*PROBLEM TO SOLVE*.
Print every row below verbatim, keeping them in their original order.

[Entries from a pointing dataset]
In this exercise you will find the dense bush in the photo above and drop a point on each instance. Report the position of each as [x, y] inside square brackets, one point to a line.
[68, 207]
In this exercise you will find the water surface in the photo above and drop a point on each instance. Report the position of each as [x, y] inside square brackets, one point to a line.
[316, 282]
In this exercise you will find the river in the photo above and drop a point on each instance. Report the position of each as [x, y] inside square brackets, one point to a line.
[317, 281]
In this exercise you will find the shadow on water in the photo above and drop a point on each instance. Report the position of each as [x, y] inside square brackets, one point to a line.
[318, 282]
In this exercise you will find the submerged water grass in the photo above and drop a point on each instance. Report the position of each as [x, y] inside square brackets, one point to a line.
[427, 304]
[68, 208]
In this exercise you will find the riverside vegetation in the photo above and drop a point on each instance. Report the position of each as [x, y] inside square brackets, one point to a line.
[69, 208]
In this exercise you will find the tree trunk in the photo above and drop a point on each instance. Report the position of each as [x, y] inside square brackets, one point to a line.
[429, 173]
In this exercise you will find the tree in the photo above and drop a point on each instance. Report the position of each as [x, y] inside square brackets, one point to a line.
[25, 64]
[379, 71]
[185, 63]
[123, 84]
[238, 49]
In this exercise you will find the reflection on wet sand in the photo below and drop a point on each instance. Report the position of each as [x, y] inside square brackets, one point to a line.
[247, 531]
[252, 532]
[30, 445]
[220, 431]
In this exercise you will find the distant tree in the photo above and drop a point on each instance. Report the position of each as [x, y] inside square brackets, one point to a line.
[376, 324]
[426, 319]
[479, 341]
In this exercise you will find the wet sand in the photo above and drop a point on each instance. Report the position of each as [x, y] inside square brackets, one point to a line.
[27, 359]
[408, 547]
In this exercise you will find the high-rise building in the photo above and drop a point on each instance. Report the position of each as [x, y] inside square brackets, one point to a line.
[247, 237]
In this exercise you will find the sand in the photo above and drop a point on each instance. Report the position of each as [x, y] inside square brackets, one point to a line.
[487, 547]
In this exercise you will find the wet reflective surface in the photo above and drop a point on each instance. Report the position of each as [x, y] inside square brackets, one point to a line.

*ANSWER TO THE PROBLEM*.
In this exercise you will find the dense bush in the photo above and drop a point on each instance. Report the position of each as [x, y] inside square brackets, one point to a line.
[68, 207]
In this exercise you will find the water surface in the photo above and drop a point on each instance. Report the position of each as [x, y] inside square brackets, one point to a line.
[316, 282]
In this exercise you will find the river in the photo above and drop a point on each instance. Report the position of each as [x, y] inside square brackets, one point to a line.
[317, 281]
In this exercise you will find the shadow on water in the photo above and drop a point on each instance. Report the position of each as [x, y] inside square brackets, one point to a line.
[318, 282]
In this exercise you will find the submerged water grass in the photo above and drop a point on each instance. Report the position of each as [x, y] inside square brackets, one point to a line.
[427, 304]
[68, 208]
In this exercise you will find the riverside vegetation in the photo above and drop a point on each instance. Report the position of each as [x, y] inside square brackets, one point to a line.
[69, 208]
In this exercise you will find the tree trunk in the photo above and drop a point on each instance. Report the position of each as [x, y] inside square brackets, one point to a line.
[429, 173]
In this exercise you will find the tree in the photo above and drop a point on each instance. Report the position of each as [x, y] inside square brackets, one point to a line.
[25, 64]
[379, 71]
[185, 63]
[123, 84]
[238, 49]
In this exercise you will find the reflection on wet sand in the photo below and drop a point on each instance. Report the position of each as [x, y] inside square brackets, one point to a line.
[247, 531]
[252, 532]
[30, 445]
[220, 431]
In this exercise you will find the distant tree in the photo above and drop a point on each instance. Report the position of each as [x, y] inside square brackets, one point to a line.
[376, 324]
[426, 319]
[479, 341]
In this exercise you will find the wet sand in the photo above and drop a point on each instance. Report the position of each as [x, y] inside square brackets, one point to a line.
[27, 359]
[408, 547]
In this exercise you will find the high-rise building in the photo above and drop a point on each instance. Report the position of each as [x, y] inside square brackets, one point to a line.
[247, 237]
In this exercise you will find the sand in the photo above and drop a point on each instance. Report the position of each as [x, y] inside square brackets, one point to a line.
[487, 547]
In this exercise you will find the wet reflective surface in the photo above and drop a point on each instance. Report the position of each as [x, y] inside square brackets, one point to a line.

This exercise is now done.